- [WHAT IS BEING ASKED] Add 118 to each pixel coordinate in the answers, then write out again everything from the line containing "Locate the calm" down through the end of the records, requests included. Leave the pictures out.

- [GIVEN DATA]
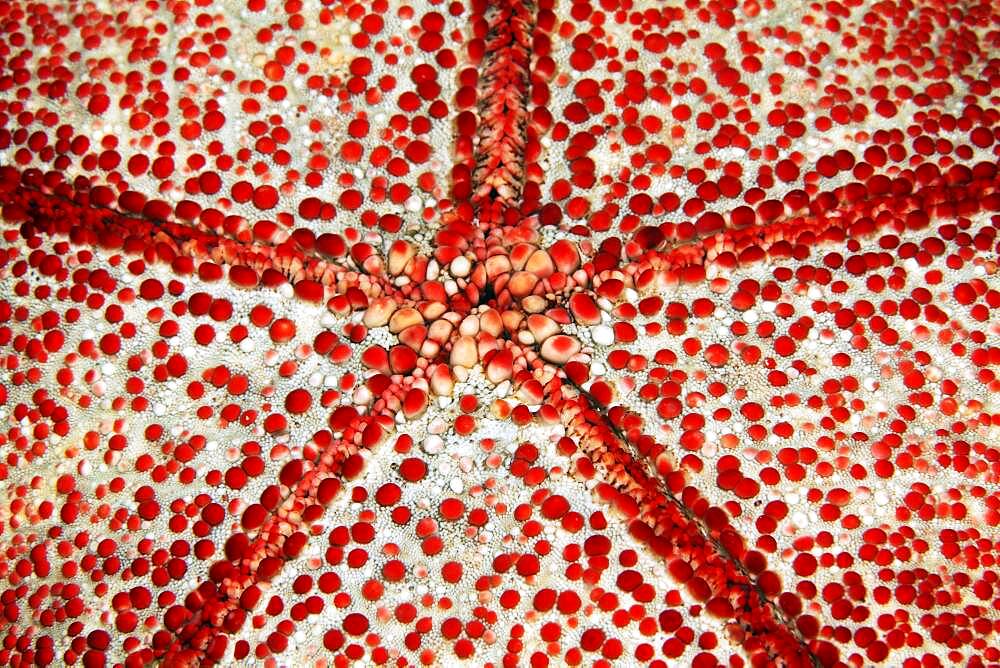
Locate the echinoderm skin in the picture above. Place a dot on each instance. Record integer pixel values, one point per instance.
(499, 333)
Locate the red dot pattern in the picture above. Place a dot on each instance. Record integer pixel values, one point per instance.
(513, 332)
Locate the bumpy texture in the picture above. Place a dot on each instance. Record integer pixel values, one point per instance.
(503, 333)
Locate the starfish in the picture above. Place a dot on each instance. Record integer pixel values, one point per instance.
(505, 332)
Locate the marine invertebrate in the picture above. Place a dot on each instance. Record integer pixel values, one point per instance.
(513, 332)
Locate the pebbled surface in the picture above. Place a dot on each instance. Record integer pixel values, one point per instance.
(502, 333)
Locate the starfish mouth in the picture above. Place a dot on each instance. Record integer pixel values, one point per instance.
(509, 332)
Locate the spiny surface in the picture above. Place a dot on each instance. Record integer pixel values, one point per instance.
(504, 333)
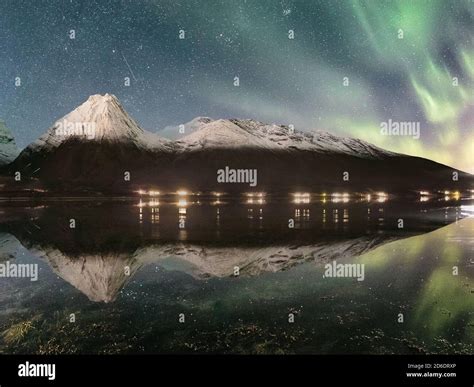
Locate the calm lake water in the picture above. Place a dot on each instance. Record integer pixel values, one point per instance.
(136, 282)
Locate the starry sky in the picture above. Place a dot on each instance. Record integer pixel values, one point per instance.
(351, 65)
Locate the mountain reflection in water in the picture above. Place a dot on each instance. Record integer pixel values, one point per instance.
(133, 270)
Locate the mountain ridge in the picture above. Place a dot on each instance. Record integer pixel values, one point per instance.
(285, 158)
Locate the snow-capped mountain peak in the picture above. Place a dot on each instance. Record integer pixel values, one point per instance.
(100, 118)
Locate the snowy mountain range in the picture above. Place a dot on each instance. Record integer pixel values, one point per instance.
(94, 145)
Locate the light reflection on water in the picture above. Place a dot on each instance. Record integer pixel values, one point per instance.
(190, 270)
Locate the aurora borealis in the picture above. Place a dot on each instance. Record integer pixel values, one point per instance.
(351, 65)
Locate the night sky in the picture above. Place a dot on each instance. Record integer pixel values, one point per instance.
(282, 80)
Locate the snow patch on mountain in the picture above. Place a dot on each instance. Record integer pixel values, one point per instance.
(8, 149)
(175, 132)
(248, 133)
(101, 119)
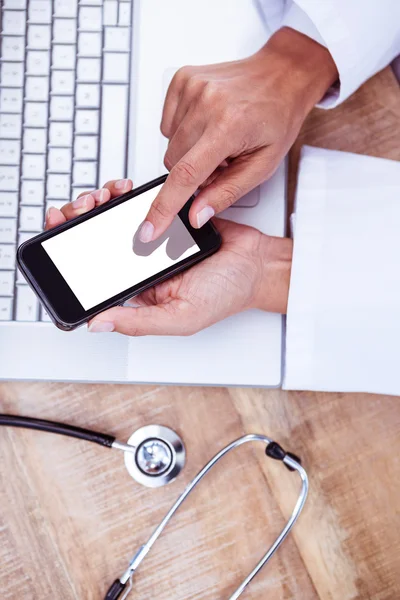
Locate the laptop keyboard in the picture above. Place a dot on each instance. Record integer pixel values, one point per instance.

- [WORKED SOLUTION]
Locate the calm lake water in the picture above. Place a dot on each instance. Record integer pixel values, one point per instance.
(254, 400)
Locate the starry sky in the picture above. Place a dot on each instance. Record integer pixel values, one point per instance.
(469, 183)
Locate the mountain reflection in water in the picture above. Place a dot on each instance. Record integer pixel values, one point per instance.
(251, 388)
Locate the mountain ridge in the picture above. Place a dot on each instance. Record integer pixel values, one point per instance.
(403, 276)
Locate the snow-capped mountain peak in the picture above. Place a dot on each instance. Record integer pixel values, one point per instance.
(218, 236)
Locate the snowy mountain range in the picture above. Place a dot on each instance. Record integer pixel values, one point per instance.
(212, 263)
Locate the light reflection on water in the picture above. Place a dot on each instance. Record integer pixel values, one point per instance.
(308, 388)
Locate the aurora borealis in the picture above. Place a dot on each instance. Record integer pixel values, one point per instance.
(469, 183)
Locate the night sky in the picture above. Place a dot on each instance. Record integer pixel values, one point per instance.
(400, 198)
Locate the snow patch on mountain in the picture above. Place a dot on each instance. Record integer pixel values, one point per instance.
(126, 267)
(293, 250)
(366, 251)
(219, 237)
Locate the laptop keyboard in the picture above. Place a dot on each instance. Record integer pixel values, one point per instance.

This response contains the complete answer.